> [ACTION ITEM]:
Leaving out all pictures, retype the records exactly.

> [STORED DATA]:
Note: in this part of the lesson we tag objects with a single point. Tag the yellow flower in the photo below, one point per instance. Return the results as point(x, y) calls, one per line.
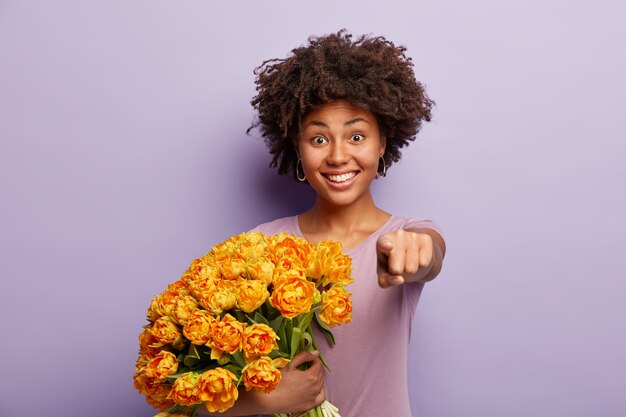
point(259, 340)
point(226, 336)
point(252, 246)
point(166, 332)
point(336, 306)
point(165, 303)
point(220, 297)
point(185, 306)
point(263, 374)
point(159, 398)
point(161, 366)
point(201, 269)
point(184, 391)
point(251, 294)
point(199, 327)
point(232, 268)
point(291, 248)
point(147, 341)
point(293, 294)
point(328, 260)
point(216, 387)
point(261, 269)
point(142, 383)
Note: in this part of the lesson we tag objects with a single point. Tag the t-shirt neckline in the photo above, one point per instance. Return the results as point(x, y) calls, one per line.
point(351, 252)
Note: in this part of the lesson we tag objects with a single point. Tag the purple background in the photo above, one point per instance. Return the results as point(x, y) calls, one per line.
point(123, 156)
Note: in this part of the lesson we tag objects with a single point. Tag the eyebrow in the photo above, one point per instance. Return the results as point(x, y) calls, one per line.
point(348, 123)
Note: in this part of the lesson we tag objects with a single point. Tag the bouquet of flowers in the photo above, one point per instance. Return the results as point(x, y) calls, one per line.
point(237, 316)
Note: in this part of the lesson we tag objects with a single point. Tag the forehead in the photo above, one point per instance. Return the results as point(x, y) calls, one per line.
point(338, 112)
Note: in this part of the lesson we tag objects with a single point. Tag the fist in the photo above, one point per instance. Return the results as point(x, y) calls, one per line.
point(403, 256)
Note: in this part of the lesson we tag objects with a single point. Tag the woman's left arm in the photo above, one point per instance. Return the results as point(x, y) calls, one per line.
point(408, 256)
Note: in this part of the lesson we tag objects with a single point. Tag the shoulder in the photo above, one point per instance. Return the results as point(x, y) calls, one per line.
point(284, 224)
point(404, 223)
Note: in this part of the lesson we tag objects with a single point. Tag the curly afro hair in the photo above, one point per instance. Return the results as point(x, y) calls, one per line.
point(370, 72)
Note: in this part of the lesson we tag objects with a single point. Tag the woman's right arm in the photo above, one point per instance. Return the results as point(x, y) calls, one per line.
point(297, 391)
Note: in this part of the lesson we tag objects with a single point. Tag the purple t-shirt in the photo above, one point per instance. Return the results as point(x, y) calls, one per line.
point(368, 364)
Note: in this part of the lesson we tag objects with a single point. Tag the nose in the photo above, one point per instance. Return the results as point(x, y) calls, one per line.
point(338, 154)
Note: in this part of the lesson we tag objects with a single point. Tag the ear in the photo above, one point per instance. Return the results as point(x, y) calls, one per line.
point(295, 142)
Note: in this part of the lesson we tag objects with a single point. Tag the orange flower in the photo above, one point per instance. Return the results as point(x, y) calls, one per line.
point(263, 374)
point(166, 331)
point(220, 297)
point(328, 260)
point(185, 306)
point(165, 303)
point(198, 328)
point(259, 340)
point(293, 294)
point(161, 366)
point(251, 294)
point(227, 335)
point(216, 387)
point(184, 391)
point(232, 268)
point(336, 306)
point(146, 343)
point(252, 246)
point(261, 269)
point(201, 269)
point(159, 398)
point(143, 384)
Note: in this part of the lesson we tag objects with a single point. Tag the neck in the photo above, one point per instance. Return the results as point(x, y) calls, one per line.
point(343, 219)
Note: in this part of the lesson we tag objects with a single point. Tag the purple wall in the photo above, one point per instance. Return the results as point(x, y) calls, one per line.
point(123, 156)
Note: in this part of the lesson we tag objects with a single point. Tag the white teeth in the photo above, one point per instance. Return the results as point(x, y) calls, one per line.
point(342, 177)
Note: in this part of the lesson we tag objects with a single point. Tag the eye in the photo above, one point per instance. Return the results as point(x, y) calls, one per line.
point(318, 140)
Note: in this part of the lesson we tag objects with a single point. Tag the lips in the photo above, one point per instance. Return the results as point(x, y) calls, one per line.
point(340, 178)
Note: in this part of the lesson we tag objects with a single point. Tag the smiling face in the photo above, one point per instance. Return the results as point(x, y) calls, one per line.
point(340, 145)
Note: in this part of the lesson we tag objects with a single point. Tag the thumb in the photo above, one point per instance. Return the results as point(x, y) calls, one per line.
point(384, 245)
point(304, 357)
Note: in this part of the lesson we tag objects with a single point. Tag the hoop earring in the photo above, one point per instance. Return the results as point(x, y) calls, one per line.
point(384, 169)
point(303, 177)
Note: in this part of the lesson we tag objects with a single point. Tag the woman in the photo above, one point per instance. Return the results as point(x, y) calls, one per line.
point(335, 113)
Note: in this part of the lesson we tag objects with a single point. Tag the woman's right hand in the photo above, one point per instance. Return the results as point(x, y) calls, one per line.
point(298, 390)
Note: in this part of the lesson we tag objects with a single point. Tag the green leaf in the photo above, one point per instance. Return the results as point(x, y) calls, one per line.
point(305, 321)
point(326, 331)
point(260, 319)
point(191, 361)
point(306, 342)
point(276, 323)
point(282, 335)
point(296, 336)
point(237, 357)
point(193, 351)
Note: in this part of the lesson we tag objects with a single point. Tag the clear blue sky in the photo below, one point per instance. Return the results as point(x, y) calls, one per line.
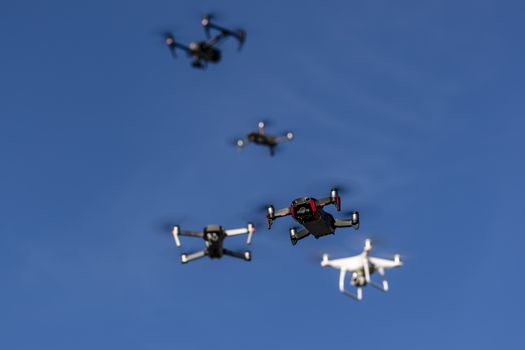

> [SOLUTION TO THE PROBLEM]:
Note: in this part of the lesson we tag objects with a single point. Tag the yellow flower in the photo below, one point per instance. Return the results as point(x, y) calls, one per line.
point(259, 340)
point(226, 336)
point(252, 246)
point(166, 332)
point(336, 306)
point(165, 303)
point(220, 297)
point(185, 306)
point(263, 374)
point(159, 398)
point(161, 366)
point(201, 269)
point(184, 391)
point(251, 294)
point(199, 327)
point(232, 268)
point(291, 248)
point(147, 341)
point(293, 294)
point(328, 260)
point(216, 387)
point(261, 269)
point(142, 383)
Note: in this part of the lesson we tag objects with a single point. Tag the t-shirt neckline in the photo above, one point per instance. Return the results as point(x, y) calls, one per line.
point(351, 252)
Note: in this part of the lesson we tag objects with a single point. Tag the purple background in the photo above, one point per instance. Return the results as point(x, y) calls, one per line.
point(123, 156)
Note: in this part of the lesson we tag objects with a single point. Tag the eyebrow in the photo above, one point per instance. Return the results as point(x, y) calls, one per line.
point(348, 123)
Note: in this part of the lesson we tag objects with a single point. Tag the bouquet of flowers in the photo above, one point per instance. Return the results as point(x, y) calls, one per line.
point(237, 316)
Note: in this part of the lesson we tag objects with a single point. Tag the forehead in the photo above, one point per instance. Return the results as point(x, y) calls, one per line.
point(338, 112)
Note: in this part of the lesson we tag objects with a single point. Tag the fist in the photo above, one point per instance. Return the results as point(x, y) calls, one per line.
point(403, 256)
Note: in this part of the lesson we tag objects with a single point. Tag the woman's left arm in the photo above, one point per instance. Return the results as point(x, y) calls, one per line.
point(408, 256)
Note: in this part of the lesson we tag objects with a single point. Tag the shoulder in the photo above, one point per instance. Return the results as point(x, y) calls, one per line.
point(284, 224)
point(404, 223)
Note: in this part of the lesson we tag objects with a single point. Tag the curly afro hair in the photo above, one point per instance. Return the results as point(x, y) calls, one per line.
point(370, 72)
Note: in this part of the lesson we tag objects with a single point. Tag the woman's right arm in the photo above, one point per instance. Return the results as point(x, y) calls, one per line.
point(297, 391)
Note: in this part of the lesson we tag objects with a single point. Tag the purple t-shirt in the photo above, one point per instance. Return the results as point(x, y) calls, one per line.
point(368, 364)
Note: in this part of the lesson we tag objects with a single point. Tag the nose in the photo above, one point per instance. Return the results as point(x, y) calls, one per line.
point(338, 154)
Note: in this part of the lesson we tag objects with a single point. Tag the ear in the photo above, one point per instance. Return the results as point(x, y) calls, one per line.
point(295, 142)
Note: in this part of the lesson we tag objects with a single point. Tag the orange flower in the photo above, one point per instance. Return the results as point(x, y) calls, one per line.
point(263, 374)
point(166, 331)
point(220, 297)
point(328, 260)
point(185, 306)
point(165, 303)
point(198, 328)
point(259, 340)
point(293, 294)
point(161, 366)
point(251, 294)
point(227, 335)
point(216, 387)
point(184, 391)
point(232, 268)
point(336, 306)
point(146, 343)
point(252, 246)
point(261, 269)
point(201, 269)
point(159, 398)
point(143, 384)
Note: in this part of the lesson we tag objects with a single point. Tag the neck in the photo above, one point per instance. Return the results as point(x, y) calls, one per line.
point(343, 219)
Note: in this part of the lesson we tag objects with a single point. Tag the purple wall in the photo above, one point per instance. Return the results as point(x, y) calls, one per line.
point(123, 156)
Note: in this part of the lesson we tag objects with a single point. Tag the white teeth in the photo above, one point per instance. Return the results as point(x, y) calls, one per line.
point(342, 177)
Note: in this part of the lesson we tag objects with a single point. Tag the eye in the photo above, one point per instance. Return the results as point(x, y) calls, one per line.
point(318, 140)
Note: in this part of the lesson we tag objects with a single point. Tag the lips in the photo above, one point per instance. Return the results as point(x, y) calls, one per line.
point(340, 178)
Note: in this part of the lesson we tag objects with a single point. Tag the smiling face in the photo above, one point per instance. Return the results as point(x, y) calls, one per line.
point(340, 145)
Note: in this part of the lesson we tag objects with a single point. Tag the thumb in the photo above, one point per instance. Return the results as point(x, y) calls, one per line.
point(384, 245)
point(304, 357)
Note: in this part of the lesson we tag objects with a single point. Tag the hoop earring in the photo above, one point per instance. Return the results as point(x, y) calls, one per line.
point(384, 169)
point(303, 177)
Note: in this part of the lesson we tag objects with a single point. Tag the woman in the photo above, one point per instance. Return the results as point(x, y) calls, one per line.
point(335, 113)
Note: in this part of the lesson we tag objects with a single point. Tag the woman's right hand in the photo above, one point per instance. Return the results as point(x, y) calls, one per line.
point(298, 390)
Note: in this part of the lesson we tag objects with a single point. Tag the green leaf in the photo above, one point per instance. Return the results as point(x, y) calls, one per line.
point(305, 321)
point(326, 331)
point(260, 319)
point(191, 361)
point(306, 342)
point(276, 323)
point(282, 335)
point(296, 336)
point(237, 357)
point(193, 351)
Note: in this part of the lesson we tag objects with a single point. Tag the clear blue sky in the photo below, one point per instance. Return the results as point(x, y) calls, one per line.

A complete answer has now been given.